(What you need to do) Recast every line of the listing below as a numbered list, omitting blank lines and leaving out the pictures.

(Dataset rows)

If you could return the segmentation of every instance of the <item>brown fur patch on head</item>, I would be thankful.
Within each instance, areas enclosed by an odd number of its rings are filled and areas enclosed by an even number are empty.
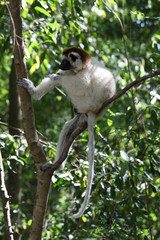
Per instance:
[[[77,52],[77,53],[79,53],[79,55],[81,56],[81,59],[82,59],[82,63],[84,65],[86,65],[91,60],[91,57],[89,56],[89,54],[86,53],[81,48],[77,48],[77,47],[66,48],[66,49],[63,50],[63,55],[65,55],[67,57],[70,52]]]

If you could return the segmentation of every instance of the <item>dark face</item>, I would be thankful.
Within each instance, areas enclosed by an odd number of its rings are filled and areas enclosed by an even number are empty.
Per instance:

(Output for this task)
1. If you could return the segmentation of every instance of the <item>brown fur patch on head</item>, I would be thankful.
2. Within each instance, areas enclosed by an odd number of its rings are filled and areas enclosed by an even number are empty.
3. Per instance:
4. [[[77,52],[77,53],[79,53],[79,55],[81,56],[81,59],[82,59],[82,63],[84,65],[86,65],[91,60],[91,57],[89,56],[89,54],[86,53],[81,48],[77,48],[77,47],[66,48],[66,49],[63,50],[63,55],[65,55],[67,57],[70,52]]]
5. If you could return the segmentation of every instance of the <item>dark face</item>, I would be thankful.
6. Within each instance, areas enclosed by an odd number of its rings are filled and areas enclosed by an even number are empty.
7. Per instance:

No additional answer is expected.